INSTRUCTION: Change "green foliage" to "leafy vegetation" in the lines starting at the one containing "Would you say there is any slender" and ending at the one containing "left=0, top=212, right=109, bottom=399", and give back only those lines with nothing else altered.

_____

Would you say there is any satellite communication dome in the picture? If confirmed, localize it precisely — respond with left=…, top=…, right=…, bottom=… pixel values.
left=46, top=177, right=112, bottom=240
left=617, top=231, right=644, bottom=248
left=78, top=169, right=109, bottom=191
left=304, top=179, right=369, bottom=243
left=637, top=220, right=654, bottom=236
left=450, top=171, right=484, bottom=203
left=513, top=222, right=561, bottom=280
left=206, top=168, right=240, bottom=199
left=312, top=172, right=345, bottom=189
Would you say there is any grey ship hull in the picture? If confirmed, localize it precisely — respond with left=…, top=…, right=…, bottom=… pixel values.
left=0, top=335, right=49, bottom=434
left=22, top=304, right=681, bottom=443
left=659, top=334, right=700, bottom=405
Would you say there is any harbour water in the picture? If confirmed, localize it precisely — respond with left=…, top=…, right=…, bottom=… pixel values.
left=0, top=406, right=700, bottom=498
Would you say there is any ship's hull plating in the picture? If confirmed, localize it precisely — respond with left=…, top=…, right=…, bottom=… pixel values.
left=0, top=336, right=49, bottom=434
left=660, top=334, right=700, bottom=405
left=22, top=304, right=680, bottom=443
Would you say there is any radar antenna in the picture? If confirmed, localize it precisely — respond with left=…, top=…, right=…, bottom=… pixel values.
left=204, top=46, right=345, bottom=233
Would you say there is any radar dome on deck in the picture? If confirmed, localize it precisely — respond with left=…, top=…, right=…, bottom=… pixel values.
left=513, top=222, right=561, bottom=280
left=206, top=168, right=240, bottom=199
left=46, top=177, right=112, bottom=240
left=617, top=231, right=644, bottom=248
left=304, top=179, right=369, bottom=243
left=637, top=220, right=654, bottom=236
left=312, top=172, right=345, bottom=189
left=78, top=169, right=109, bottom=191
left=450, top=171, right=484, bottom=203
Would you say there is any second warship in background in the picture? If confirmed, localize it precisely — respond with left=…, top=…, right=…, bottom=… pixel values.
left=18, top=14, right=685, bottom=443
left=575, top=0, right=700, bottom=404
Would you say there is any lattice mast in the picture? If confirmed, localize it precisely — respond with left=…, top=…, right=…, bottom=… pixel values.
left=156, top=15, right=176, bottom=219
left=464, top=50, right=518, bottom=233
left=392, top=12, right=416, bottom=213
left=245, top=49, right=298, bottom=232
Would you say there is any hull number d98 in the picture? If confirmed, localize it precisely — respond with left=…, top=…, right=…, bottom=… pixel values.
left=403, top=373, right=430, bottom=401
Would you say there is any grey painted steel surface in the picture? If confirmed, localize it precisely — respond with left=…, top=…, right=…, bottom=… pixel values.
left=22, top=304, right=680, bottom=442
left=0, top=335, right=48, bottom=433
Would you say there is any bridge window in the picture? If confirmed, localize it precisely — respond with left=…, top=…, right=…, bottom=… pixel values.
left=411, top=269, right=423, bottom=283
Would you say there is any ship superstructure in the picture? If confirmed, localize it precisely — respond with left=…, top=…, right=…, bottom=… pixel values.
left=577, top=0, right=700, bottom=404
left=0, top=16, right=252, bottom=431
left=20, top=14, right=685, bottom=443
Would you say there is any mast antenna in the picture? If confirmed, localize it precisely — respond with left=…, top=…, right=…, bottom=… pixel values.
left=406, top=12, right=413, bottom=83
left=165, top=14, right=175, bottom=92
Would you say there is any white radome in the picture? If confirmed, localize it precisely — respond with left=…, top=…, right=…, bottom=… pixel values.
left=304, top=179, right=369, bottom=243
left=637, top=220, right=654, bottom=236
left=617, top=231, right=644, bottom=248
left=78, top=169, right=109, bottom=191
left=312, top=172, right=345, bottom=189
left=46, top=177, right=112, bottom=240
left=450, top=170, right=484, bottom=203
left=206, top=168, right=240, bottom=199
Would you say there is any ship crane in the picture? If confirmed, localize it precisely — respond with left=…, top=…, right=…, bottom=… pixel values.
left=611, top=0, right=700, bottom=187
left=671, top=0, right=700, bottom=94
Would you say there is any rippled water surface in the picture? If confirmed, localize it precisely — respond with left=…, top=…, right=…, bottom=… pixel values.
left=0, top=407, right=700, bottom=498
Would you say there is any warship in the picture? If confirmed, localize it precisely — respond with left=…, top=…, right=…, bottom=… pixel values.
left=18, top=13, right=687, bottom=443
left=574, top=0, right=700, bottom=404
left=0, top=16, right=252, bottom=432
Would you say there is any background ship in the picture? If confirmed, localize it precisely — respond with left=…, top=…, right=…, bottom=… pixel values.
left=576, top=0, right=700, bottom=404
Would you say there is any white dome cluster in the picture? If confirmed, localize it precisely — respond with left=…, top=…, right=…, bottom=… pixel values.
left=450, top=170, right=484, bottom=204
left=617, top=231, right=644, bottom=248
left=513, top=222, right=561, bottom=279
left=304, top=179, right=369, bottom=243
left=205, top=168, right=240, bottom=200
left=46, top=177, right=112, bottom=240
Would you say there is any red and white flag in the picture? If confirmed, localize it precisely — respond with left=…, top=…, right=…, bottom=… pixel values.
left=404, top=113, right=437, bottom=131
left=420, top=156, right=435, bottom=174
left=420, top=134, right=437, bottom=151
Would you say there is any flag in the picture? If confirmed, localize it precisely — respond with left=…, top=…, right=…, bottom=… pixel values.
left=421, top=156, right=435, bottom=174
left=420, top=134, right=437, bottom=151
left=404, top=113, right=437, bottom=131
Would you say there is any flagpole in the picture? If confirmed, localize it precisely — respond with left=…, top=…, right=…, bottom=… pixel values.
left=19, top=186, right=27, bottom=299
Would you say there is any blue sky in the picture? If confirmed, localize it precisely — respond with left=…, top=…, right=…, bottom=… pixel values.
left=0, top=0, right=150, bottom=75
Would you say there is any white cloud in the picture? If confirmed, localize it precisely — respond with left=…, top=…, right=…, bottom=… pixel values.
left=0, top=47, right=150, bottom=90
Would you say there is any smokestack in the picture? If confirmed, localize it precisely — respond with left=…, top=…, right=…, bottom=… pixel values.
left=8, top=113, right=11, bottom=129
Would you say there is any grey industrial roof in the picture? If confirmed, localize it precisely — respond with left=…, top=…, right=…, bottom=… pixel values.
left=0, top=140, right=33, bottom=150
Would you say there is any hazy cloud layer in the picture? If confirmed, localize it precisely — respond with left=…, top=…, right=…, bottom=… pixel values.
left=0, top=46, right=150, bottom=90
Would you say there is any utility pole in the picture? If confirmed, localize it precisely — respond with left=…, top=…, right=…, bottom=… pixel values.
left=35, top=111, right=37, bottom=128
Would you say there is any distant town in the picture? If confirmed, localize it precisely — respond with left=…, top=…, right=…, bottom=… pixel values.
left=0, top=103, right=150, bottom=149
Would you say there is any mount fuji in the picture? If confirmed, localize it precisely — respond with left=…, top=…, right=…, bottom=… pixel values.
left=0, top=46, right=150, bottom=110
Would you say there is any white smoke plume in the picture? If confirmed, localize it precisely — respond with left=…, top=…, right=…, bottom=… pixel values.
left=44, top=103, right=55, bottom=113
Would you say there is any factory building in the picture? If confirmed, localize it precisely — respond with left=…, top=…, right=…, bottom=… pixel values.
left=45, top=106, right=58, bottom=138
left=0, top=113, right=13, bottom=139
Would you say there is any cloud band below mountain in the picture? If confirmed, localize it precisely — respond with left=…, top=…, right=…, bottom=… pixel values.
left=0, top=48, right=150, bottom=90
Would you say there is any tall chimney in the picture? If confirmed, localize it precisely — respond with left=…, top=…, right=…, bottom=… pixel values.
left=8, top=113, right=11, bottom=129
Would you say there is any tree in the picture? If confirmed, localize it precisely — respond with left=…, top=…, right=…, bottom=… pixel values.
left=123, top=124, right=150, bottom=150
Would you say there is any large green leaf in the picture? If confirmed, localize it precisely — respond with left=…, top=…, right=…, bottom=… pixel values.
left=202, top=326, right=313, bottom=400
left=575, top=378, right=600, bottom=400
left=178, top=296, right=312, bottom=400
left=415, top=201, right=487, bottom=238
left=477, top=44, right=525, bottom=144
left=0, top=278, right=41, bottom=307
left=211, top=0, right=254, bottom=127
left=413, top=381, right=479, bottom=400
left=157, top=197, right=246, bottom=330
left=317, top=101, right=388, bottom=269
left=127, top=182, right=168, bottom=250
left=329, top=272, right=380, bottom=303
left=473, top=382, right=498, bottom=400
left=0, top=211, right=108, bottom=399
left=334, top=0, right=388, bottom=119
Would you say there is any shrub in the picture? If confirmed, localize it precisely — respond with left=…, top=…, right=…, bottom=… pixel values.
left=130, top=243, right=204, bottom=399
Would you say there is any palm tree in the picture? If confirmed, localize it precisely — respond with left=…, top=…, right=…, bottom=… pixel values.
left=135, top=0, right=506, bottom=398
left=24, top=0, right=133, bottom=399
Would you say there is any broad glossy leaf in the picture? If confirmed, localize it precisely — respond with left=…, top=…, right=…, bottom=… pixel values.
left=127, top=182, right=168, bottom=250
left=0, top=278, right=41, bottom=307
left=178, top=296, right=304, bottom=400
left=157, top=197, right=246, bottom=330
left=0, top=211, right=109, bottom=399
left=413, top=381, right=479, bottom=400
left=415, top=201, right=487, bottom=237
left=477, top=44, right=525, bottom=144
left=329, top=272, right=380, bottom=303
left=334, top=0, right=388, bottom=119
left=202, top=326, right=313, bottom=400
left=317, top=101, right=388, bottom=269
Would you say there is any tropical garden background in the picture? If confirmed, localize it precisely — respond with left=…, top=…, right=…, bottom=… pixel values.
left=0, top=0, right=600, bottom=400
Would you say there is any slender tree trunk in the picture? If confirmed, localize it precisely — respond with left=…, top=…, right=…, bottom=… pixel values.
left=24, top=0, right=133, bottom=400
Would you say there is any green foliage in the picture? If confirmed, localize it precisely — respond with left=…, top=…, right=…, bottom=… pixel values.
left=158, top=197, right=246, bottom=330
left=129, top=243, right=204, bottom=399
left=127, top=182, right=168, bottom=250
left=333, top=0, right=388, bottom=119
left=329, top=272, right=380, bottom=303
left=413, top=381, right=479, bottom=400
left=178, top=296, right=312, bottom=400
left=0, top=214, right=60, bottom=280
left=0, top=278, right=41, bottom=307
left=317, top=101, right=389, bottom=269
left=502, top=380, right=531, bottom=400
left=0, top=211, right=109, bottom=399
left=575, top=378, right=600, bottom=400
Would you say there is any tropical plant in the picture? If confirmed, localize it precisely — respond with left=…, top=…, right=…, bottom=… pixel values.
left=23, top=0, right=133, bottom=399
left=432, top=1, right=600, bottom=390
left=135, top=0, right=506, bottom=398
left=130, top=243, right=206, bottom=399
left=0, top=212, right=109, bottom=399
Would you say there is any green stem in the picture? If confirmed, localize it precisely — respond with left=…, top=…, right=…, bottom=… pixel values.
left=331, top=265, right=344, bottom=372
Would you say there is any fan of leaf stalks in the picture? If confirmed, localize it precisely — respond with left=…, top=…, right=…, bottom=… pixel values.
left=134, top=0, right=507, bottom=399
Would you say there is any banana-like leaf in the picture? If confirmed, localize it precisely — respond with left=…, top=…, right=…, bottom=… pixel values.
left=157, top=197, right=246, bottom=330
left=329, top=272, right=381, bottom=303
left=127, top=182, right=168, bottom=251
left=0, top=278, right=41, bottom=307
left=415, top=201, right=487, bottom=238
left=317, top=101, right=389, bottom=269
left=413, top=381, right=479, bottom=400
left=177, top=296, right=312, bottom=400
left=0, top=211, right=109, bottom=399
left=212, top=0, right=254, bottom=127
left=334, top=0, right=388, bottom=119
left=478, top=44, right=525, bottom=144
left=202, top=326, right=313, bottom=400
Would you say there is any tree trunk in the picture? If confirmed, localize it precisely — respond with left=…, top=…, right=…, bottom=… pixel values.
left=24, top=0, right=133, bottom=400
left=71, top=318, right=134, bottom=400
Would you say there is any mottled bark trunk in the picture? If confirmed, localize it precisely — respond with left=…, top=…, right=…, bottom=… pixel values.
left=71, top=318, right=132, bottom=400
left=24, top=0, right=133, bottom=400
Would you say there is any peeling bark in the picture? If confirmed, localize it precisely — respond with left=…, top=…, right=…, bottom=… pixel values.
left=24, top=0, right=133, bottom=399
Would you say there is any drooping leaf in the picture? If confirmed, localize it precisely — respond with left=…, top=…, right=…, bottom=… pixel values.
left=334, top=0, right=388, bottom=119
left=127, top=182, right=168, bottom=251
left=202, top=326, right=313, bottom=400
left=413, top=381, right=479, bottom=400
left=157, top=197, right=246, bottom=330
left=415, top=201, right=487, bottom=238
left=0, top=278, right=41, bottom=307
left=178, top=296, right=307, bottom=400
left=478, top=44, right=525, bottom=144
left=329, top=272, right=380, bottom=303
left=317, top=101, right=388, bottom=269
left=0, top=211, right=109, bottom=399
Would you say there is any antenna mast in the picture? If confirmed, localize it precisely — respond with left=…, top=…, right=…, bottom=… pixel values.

_____

PROBLEM SOLUTION:
Would you say there is any slender tree trunk in the picture? If confirmed, localize it precisely — respond with left=…, top=…, right=…, bottom=… pixel values.
left=24, top=0, right=133, bottom=400
Would you say there is any leafy vegetation in the picture? If confirmed, localize it precisely — respond with left=…, top=…, right=…, bottom=… pixel values.
left=158, top=197, right=246, bottom=330
left=129, top=243, right=204, bottom=399
left=127, top=182, right=168, bottom=250
left=333, top=0, right=388, bottom=119
left=329, top=272, right=380, bottom=303
left=413, top=381, right=479, bottom=400
left=178, top=296, right=312, bottom=400
left=0, top=214, right=60, bottom=280
left=0, top=278, right=41, bottom=307
left=317, top=101, right=389, bottom=269
left=502, top=380, right=531, bottom=400
left=0, top=211, right=109, bottom=399
left=575, top=378, right=600, bottom=400
Would you say there is any tropical plant in the picture? If confirmed, localize it precisely — respond with left=…, top=…, right=…, bottom=… pixel values.
left=23, top=0, right=133, bottom=399
left=432, top=1, right=600, bottom=390
left=135, top=0, right=506, bottom=398
left=130, top=243, right=206, bottom=399
left=0, top=212, right=109, bottom=399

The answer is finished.